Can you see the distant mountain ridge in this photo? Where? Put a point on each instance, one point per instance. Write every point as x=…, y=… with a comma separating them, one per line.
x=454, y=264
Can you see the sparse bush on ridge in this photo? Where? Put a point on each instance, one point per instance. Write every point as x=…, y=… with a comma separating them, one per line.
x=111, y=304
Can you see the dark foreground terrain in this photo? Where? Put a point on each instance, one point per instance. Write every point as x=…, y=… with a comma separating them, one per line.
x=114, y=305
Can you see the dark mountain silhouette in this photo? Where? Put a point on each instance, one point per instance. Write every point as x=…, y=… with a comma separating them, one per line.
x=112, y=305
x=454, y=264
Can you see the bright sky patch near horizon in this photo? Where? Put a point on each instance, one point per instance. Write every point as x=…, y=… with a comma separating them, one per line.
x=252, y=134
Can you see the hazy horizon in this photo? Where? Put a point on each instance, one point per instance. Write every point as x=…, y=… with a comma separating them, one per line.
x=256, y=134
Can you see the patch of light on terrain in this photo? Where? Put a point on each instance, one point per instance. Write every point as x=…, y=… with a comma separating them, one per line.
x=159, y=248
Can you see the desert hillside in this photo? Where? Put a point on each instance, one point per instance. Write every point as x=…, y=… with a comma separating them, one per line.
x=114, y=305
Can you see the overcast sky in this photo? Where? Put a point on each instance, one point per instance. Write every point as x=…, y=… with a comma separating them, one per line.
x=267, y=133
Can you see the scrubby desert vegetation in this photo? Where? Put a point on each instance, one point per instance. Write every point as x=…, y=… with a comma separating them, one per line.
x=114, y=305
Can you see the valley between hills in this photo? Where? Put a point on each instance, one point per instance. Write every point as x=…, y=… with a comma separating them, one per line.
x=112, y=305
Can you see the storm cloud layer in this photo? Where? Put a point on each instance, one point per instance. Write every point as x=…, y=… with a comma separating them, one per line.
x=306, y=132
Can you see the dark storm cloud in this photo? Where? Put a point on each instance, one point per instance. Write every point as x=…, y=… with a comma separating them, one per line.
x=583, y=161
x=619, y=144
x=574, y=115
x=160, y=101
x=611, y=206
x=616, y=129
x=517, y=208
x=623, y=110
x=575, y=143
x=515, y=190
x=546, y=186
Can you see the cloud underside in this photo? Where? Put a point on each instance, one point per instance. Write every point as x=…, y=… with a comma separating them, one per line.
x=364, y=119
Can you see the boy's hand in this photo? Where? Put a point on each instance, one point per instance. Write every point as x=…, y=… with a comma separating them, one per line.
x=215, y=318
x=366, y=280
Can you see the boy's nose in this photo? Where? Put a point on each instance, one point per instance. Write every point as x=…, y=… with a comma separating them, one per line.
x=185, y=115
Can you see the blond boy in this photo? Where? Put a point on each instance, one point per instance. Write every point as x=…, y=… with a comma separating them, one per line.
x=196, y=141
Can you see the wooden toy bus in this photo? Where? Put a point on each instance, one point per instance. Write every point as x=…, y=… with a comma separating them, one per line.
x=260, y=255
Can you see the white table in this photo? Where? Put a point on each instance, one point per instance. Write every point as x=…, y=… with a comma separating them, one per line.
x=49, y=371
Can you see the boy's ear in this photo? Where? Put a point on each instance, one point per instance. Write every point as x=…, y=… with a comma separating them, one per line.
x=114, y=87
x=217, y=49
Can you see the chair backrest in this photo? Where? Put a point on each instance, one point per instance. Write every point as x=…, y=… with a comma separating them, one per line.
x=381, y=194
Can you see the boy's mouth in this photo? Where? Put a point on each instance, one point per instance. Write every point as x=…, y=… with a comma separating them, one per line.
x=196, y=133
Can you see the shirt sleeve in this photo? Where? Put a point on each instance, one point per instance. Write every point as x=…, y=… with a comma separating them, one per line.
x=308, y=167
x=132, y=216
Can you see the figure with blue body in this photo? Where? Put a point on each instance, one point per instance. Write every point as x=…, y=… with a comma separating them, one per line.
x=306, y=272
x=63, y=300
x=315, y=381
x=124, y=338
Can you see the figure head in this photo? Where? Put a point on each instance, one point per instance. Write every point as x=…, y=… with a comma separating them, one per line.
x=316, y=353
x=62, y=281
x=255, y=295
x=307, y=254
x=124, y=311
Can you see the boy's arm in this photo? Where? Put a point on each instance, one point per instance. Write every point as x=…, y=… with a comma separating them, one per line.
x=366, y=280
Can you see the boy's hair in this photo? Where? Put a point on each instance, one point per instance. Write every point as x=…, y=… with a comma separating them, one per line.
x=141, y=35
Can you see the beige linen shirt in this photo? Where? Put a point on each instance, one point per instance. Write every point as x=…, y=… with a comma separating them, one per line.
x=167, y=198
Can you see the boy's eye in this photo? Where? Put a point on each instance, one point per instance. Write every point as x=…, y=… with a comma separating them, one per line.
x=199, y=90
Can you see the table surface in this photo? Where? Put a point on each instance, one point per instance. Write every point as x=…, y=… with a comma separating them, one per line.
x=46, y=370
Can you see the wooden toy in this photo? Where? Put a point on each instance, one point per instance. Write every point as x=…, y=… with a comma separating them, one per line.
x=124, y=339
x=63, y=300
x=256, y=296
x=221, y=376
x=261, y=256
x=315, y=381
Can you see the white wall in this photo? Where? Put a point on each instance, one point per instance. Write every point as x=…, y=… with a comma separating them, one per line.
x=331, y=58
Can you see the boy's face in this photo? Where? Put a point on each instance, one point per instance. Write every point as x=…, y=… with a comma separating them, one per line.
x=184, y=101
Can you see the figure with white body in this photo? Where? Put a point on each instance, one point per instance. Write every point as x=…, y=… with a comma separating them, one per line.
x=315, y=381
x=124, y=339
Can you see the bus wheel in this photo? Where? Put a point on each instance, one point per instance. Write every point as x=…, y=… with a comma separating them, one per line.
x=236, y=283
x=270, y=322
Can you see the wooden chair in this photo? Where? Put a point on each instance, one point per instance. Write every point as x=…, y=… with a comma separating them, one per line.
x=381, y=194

◇ ◇ ◇ ◇

**STATED TASK**
Reproduce all of the items above line for line, without changing any word, number, or punctuation mark.

**TASK OUTPUT**
Can you see the distant mountain ridge in this photo? Where? Put a point on each instance, one point per instance. Write every point as x=…, y=… with a comma separating them, one per line.
x=454, y=264
Can you see the sparse bush on ridge in this photo? Where? Put a point on each instance, one point per instance. Write every point as x=…, y=… with a comma separating them, one per line.
x=111, y=304
Can you see the dark foreground terrain in this photo? Where? Put a point on each instance, one point per instance. Write every point as x=…, y=… with a comma separating them, one per line.
x=114, y=305
Can you see the dark mountain silhouette in this photo? Where? Put a point on each instance, one point per instance. Write every point as x=…, y=… with a comma separating them, one per line.
x=112, y=305
x=454, y=264
Can you see the bright sky patch near horizon in this photo? Where? Put a point on each instance, one point per instance. Write every point as x=…, y=… with a comma separating them, one per line.
x=252, y=134
Can you see the hazy horizon in this photo? Where? Put a point on each instance, one point per instance. Write every point as x=…, y=… with a comma separating them, one per line.
x=256, y=134
Can you see the patch of light on terrain in this photo? Where? Put a point on each instance, one point per instance. Write every point as x=…, y=… with a comma separating them, one per line.
x=159, y=248
Can you see the desert hillside in this photo? Where? Put a point on each instance, one point per instance. Write every point as x=…, y=… with a comma separating them, one per line.
x=114, y=305
Can you see the overcast sky in this photo? Where? Put a point on each instance, one point per instance. Write every point as x=…, y=… with a comma separating them, one per line.
x=267, y=133
Can you see the scrubby desert vegetation in this photo? Where? Put a point on each instance, one point per instance. Write every point as x=…, y=… with a comma separating them, one per line.
x=114, y=305
Can you see the valley between hills in this photo? Where? Put a point on each instance, one point per instance. Write every point as x=…, y=… with a comma separating them, one per line.
x=112, y=305
Can you see the storm cloud layer in this photo? Where? Put a point on each instance, one point per instance. Write every point as x=…, y=… with a comma separating them, one per line.
x=306, y=132
Can you see the dark storm cloud in this photo? Where? Put a point on each instance, one point per instance. Write every point as x=…, y=… with a comma separating them, one per line.
x=583, y=161
x=619, y=144
x=574, y=115
x=160, y=101
x=611, y=206
x=616, y=129
x=517, y=208
x=623, y=110
x=575, y=143
x=515, y=190
x=546, y=186
Can you see the cloud underside in this photo? Where? Put a point on each instance, one point per instance. Write every point as x=…, y=… with a comma separating them, one per line.
x=364, y=119
Can you see the boy's hand in this photo? Where? Put a point on each instance, one point per instance. Write every point as x=…, y=… with a comma separating them, one per line.
x=215, y=318
x=366, y=280
Can you see the boy's nose in this photo? Where? Put a point on each instance, one point per instance. Write every point as x=…, y=… with a comma separating them, one per line.
x=185, y=115
Can you see the blond boy in this photo? Where? Put a point on each instance, one point per instance. Write every point as x=…, y=… with a comma separating them, one per line.
x=196, y=141
Can you see the wooden toy bus in this photo? Where? Put a point on each instance, one point per instance. Write every point as x=…, y=… with a comma separating them, one per line.
x=260, y=255
Can you see the white table in this photo? Where? Put a point on each instance, one point per instance. Write every point as x=…, y=… with a comma separating them, one per line.
x=49, y=371
Can you see the boy's ear in this photo? Where? Put a point on each instance, one point per instance. Write every point as x=…, y=… with a comma separating them, one per line.
x=114, y=87
x=217, y=49
Can you see the chair backrest in this photo? Where? Put a point on each instance, one point per instance. Write every point as x=…, y=… with a comma separating them, one per line.
x=381, y=194
Can you see the boy's mouth in this photo? Where? Put a point on each instance, one point per instance. Write every point as x=…, y=… with a comma separating them, one per line.
x=196, y=133
Can you see the shirt sleeve in this photo? Where? Put a point on each instance, one point per instance. Write every point as x=…, y=… with a comma separating them, one per line.
x=308, y=167
x=132, y=216
Can you see the figure with blue body in this photo? Where? Put a point on each instance, one point per instance. Write every point as x=…, y=… with a comma separating them, one per line.
x=306, y=272
x=63, y=300
x=315, y=381
x=124, y=338
Can you see the figure head in this photo? Where? Put a point on each instance, one point per instance. Write every point as x=…, y=… with a comma separating them, one per line.
x=316, y=353
x=62, y=281
x=255, y=295
x=307, y=254
x=124, y=311
Can you see the boy's arm in this photo? Where? Put a point on each instance, one point per instance. Write every point as x=…, y=… with a comma separating them, one per line.
x=366, y=280
Can you see the boy's hair in this photo? Where? Put a point on each instance, one point per instance. Write every point as x=…, y=… with a comma separating them, one per line.
x=141, y=35
Can you see the beige linen shirt in this photo? Where? Put a point on each instance, one point per instance. Write every point as x=…, y=… with a comma separating them, one per line.
x=167, y=198
Can you see the boy's eye in this photo? Where? Put a point on each instance, one point per instance. Write every point as x=…, y=… with a comma separating them, one per line.
x=199, y=90
Can you see the table surface in this photo? Where? Put a point on each instance, one point per instance. Write every point as x=…, y=… with a comma separating them, one per line.
x=46, y=370
Can you see the wooden toy in this photo? Where? Put a point on each instance, one point per instance. Write every point as x=…, y=… with a comma separating them, one per line.
x=124, y=339
x=63, y=300
x=256, y=296
x=221, y=376
x=261, y=256
x=315, y=381
Can you see the white wall in this photo? Where? Put a point on each instance, one point per instance. Write every point as x=…, y=… with a comma separating them, one per line.
x=331, y=58
Can you see the boy's face in this photo? Where? Put a point on each instance, one point per instance. Write every point as x=…, y=… with a comma separating them, one per line.
x=184, y=101
Can you see the figure with white body in this photo? Where? Put a point on each instance, one point per instance. Write every point as x=…, y=… with a comma separating them, one per line.
x=315, y=381
x=124, y=339
Can you see the bus wheel in this photo? Where? Put a point on each instance, one point per instance. Write every point as x=…, y=… with a comma separating them, one per line.
x=236, y=283
x=270, y=322
Can you see the wooden chair in this photo? Where? Put a point on each instance, one point per instance. Write every point as x=…, y=… with a comma separating them, one per line.
x=381, y=194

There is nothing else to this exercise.